Start RECORDS PROVIDED
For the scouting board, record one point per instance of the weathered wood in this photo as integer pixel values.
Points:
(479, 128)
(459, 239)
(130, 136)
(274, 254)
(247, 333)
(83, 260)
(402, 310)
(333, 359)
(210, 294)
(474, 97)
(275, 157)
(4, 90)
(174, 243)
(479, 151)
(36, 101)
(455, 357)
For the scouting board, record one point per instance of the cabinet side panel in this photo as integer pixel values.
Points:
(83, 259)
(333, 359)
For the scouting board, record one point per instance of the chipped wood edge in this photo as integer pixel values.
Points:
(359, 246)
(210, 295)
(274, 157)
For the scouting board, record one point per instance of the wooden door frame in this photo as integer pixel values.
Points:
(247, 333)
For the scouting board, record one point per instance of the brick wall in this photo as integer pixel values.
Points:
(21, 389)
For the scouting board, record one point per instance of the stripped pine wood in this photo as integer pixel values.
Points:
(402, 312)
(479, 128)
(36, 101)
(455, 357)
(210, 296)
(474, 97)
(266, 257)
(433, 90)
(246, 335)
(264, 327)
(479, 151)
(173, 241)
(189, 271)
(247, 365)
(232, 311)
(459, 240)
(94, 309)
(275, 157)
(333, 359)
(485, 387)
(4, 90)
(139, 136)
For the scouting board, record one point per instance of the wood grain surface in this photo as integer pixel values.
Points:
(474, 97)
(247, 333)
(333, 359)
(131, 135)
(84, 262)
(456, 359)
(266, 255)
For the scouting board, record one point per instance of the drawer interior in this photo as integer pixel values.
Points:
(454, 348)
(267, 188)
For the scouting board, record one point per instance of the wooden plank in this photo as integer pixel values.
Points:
End RECORDS PROVIDED
_DIRECTIONS FOR THIS TASK_. Can you copy every one of the records above line for line, without changing a single character?

_EXERCISE RESULT_.
For the scouting board, record one point per instance of the weathered wood in this photo as integer pixel values.
Points:
(479, 128)
(459, 239)
(130, 136)
(274, 254)
(247, 333)
(83, 260)
(402, 310)
(333, 359)
(210, 294)
(474, 97)
(275, 157)
(4, 90)
(174, 243)
(479, 151)
(36, 101)
(455, 357)
For the scouting board, record one point per instance of the cabinet side panel in this photo as integer pixel values.
Points:
(83, 259)
(333, 359)
For the scouting board, record one point per instance of the chipped wood edge in this photo as integer pixel values.
Points:
(359, 246)
(210, 295)
(274, 157)
For the scouting board, record one point per instance of the wooden door frame in this photo as integer pixel values.
Points:
(247, 333)
For the scouting board, record one point per instance of the brick wall in this photo as integer pixel values.
Points:
(21, 389)
For the scouting board, record one point per instance of the stripped pine wood in this photo as integer pixel values.
Points:
(402, 312)
(479, 128)
(36, 101)
(455, 357)
(210, 296)
(474, 97)
(266, 257)
(433, 90)
(246, 335)
(264, 327)
(479, 151)
(173, 241)
(189, 271)
(247, 365)
(232, 311)
(459, 240)
(94, 309)
(275, 157)
(333, 359)
(485, 387)
(4, 90)
(139, 136)
For the scouting board, record one point per instance of the wood grain surface in this photo as integer pixel values.
Points:
(474, 97)
(247, 333)
(333, 359)
(131, 135)
(84, 262)
(456, 359)
(266, 255)
For the scouting board, record one point per instance of the drawer interior in this photo as integer pixel values.
Points:
(454, 348)
(267, 188)
For the scouting board, record one point per instance of the wooden plank in this photo as integer pixel values.
Points:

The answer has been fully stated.